(Work request) In full and exactly, please return the records, but keep out the pictures.

START Working data

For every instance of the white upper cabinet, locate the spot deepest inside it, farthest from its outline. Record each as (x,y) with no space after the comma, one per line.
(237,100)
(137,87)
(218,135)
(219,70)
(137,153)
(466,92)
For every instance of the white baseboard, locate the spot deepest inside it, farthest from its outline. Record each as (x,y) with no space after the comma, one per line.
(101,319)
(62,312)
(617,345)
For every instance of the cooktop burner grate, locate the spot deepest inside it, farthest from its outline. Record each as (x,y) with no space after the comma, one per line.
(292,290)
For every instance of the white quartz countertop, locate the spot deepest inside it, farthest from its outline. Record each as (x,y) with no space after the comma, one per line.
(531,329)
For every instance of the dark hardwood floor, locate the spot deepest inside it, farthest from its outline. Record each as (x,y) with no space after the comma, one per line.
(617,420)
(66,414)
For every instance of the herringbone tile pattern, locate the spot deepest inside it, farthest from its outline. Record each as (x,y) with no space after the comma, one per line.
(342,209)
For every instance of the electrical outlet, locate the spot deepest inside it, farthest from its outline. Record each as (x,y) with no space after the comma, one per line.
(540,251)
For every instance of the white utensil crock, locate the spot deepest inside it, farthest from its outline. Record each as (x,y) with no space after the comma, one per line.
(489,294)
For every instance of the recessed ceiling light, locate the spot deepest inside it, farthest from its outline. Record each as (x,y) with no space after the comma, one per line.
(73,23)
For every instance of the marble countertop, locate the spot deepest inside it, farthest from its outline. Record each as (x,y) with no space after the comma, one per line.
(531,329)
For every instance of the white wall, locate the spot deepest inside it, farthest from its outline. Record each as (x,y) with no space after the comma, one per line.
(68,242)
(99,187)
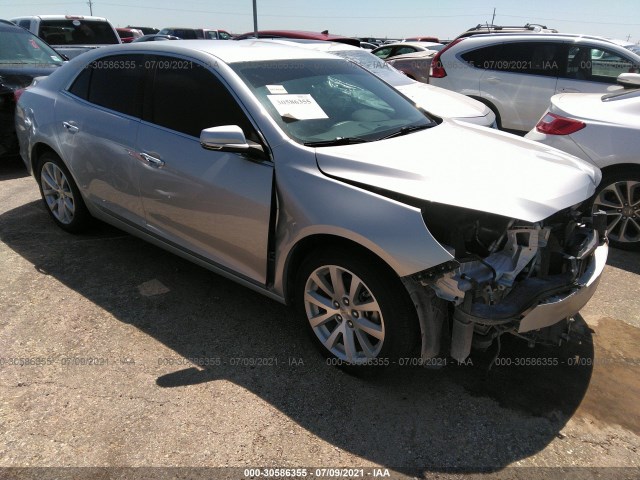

END Working data

(Written reply)
For every instance of the white upper cabinet, locate the spot deepest inside it, farthest from its outline. Record each as (x,y) with no space after the comma, one per line.
(237,100)
(137,87)
(218,135)
(219,70)
(137,153)
(466,92)
For every instance of the white baseboard, locate the spot deepest inside it, farthest from its outline. Record each as (x,y) with no space after the comma, one per line.
(101,319)
(62,312)
(617,345)
For every instance of the cooktop burner grate, locate the spot deepest inside it, farthest from its outline. Record each as (x,y) with no space after the comma, one per line.
(292,290)
For every instance of the white quartz countertop, locate the spot deepest inside it, farthest from its outline. Record each as (x,y) with no space after the comma, one per line.
(531,329)
For every instance of the dark hardwood floor, locate the spot deepest inside it, farthest from its outline. Record each as (x,y) with no space after the comma, one per line.
(617,420)
(66,414)
For every instance of the herringbone tile pattern, locate the spot deepest inside it, farthest from its outline. Record each as (x,y) with no space after the comma, one per line.
(342,209)
For every instance of the electrical outlet, locate the spot deepest inside it, farthest from its outline. Record each as (x,y) with no space after the comma, one per line.
(540,251)
For every instance of the white utensil crock, locate the spot deepest inside it, farthest from its outline. Record each as (x,y) with no space after the comma, one per line.
(489,294)
For every instance of the recessed ceiling light, locate the spot deepest inside it, farthest from its outline. Record each as (x,y) with no space after the comma, one per line.
(73,23)
For every instance of the marble countertop, locate the spot deepest inside it, farthest from its outline. Record each as (x,y) with no space after the comma, one per line.
(531,329)
For every instance of the white wall, locate the spot deepest inside it, farthest from its outline. Record each as (x,y) with no space after the comma, one per line.
(68,242)
(99,187)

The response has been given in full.